[Dataset excerpts on pointing at objects]
========================================================================

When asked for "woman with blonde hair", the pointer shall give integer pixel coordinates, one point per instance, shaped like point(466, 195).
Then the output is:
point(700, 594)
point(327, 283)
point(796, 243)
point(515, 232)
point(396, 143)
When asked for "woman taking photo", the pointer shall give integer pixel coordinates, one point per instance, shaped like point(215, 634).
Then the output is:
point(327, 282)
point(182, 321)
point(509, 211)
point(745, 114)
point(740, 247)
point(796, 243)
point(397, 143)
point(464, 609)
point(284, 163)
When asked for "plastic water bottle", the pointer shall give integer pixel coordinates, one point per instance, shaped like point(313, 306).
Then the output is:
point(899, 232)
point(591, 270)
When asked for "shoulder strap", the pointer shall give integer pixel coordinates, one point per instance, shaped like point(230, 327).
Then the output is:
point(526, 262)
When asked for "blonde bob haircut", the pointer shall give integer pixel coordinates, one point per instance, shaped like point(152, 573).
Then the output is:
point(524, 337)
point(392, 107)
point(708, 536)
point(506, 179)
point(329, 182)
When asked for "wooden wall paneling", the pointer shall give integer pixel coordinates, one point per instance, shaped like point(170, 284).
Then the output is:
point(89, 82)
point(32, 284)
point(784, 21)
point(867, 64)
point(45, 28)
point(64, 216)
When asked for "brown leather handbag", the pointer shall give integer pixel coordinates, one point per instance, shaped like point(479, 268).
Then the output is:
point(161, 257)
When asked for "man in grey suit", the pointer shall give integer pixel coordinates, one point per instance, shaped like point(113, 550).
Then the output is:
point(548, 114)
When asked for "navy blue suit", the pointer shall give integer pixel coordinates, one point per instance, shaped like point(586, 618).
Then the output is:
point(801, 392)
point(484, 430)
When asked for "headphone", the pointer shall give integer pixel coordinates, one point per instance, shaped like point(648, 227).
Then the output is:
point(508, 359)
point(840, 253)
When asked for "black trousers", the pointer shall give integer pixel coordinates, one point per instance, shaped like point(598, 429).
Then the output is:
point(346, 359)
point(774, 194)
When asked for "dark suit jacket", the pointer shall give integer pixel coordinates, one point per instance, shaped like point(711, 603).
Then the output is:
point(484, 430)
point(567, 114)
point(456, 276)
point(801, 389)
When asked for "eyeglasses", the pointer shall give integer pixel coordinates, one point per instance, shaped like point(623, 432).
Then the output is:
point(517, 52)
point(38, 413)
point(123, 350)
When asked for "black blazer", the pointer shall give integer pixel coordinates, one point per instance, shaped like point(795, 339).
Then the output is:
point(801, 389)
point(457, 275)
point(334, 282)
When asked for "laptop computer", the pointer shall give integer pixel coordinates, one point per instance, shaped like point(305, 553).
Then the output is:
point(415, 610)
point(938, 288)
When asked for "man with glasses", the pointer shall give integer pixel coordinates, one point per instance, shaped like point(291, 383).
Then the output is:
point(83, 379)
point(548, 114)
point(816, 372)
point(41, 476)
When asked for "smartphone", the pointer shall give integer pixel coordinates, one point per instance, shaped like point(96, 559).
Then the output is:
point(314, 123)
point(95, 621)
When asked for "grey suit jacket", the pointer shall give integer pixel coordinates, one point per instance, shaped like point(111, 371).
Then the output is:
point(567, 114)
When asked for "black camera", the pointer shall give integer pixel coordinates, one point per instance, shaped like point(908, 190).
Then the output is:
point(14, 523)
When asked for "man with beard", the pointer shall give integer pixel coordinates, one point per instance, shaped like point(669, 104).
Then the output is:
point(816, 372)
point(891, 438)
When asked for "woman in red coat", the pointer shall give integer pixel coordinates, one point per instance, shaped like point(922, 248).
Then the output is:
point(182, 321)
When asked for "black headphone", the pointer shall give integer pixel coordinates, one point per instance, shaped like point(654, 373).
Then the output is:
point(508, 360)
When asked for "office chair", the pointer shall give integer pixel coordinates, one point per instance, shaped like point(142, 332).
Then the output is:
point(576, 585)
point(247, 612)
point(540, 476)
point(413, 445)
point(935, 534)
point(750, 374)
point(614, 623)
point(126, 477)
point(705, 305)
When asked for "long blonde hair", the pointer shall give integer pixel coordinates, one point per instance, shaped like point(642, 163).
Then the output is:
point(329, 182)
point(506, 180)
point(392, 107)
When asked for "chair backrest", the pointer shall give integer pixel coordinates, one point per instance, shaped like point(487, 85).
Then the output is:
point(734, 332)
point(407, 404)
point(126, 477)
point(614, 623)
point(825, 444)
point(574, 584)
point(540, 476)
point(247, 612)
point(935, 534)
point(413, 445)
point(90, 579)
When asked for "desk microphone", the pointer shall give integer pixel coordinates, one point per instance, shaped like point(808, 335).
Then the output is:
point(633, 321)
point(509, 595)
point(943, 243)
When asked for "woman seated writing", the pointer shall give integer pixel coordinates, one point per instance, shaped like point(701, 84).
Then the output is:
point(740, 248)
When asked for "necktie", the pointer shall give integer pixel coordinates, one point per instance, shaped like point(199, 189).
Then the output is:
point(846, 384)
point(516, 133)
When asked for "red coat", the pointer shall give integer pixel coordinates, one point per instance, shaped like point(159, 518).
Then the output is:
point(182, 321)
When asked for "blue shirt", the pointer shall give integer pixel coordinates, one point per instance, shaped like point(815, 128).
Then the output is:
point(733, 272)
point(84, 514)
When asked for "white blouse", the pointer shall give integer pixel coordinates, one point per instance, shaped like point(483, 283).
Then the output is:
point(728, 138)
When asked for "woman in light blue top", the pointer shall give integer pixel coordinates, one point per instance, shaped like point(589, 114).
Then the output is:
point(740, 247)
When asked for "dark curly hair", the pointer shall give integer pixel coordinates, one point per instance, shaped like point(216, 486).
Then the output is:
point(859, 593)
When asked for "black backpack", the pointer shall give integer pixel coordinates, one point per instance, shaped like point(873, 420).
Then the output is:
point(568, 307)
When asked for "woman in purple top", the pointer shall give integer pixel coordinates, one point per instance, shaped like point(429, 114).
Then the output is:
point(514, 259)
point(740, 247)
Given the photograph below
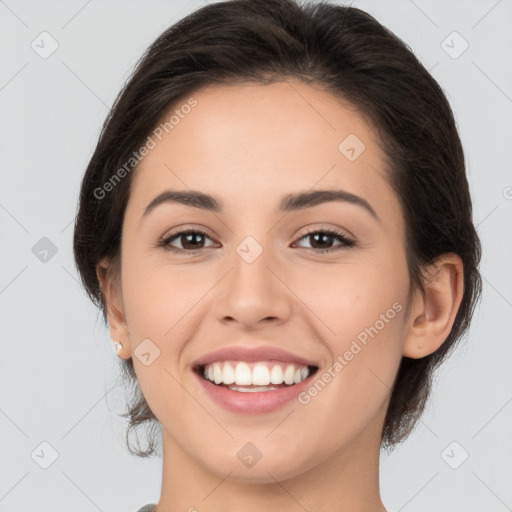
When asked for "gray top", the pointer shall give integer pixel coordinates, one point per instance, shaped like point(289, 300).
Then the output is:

========================================================================

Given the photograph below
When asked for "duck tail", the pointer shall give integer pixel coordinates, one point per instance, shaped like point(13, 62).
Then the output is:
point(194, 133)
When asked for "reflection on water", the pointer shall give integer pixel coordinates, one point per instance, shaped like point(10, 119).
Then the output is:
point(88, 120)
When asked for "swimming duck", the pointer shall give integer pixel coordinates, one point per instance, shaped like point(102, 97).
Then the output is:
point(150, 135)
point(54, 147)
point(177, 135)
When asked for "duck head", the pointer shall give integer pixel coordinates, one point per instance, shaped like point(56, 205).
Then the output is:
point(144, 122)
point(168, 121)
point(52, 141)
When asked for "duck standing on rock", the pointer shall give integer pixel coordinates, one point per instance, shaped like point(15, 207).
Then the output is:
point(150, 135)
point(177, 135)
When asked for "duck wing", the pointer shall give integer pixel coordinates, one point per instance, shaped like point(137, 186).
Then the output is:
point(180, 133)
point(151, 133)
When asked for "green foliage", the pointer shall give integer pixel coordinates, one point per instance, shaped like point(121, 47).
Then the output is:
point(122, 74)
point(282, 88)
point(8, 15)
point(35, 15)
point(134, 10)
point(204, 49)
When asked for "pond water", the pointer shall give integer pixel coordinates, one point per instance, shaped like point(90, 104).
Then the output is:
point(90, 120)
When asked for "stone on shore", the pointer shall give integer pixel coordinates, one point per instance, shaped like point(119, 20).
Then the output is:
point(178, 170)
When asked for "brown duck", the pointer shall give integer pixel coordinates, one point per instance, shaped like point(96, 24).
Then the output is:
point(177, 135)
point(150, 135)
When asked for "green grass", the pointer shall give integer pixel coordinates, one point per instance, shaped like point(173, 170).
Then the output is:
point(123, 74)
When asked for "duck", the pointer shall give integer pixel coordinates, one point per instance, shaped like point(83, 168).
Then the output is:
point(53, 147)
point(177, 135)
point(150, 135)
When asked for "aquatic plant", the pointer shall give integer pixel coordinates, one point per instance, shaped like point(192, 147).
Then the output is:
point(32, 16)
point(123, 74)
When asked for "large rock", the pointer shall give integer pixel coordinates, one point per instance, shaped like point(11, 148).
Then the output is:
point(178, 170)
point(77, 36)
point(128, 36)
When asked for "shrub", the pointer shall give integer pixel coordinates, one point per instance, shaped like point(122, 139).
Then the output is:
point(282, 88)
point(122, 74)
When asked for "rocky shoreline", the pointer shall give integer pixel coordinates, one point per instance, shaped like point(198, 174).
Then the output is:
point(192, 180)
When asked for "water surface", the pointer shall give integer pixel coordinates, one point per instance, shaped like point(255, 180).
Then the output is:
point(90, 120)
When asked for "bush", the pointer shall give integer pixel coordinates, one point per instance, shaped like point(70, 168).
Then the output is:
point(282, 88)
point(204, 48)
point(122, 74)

========================================================================

## PROBLEM STATEMENT
Copy out, word for word, the stretch of lines from the one containing "like point(305, 553)." through the one containing "point(95, 621)", including both of those lines.

## EXERCISE ANSWER
When asked for "laptop computer", the pointer shall give integer pixel coordinates, one point per instance, shaped like point(305, 553).
Then the output is:
point(415, 610)
point(938, 288)
When asked for "man with glasses", the pointer shall give integer pixel coordinates, one point per instance, shaped like point(291, 383).
Then the output is:
point(83, 379)
point(548, 114)
point(816, 372)
point(41, 476)
When asked for "smartphone", the pointer shall give integer pixel coordinates, one point per instance, shaped like point(96, 559).
Then the output is:
point(314, 123)
point(95, 621)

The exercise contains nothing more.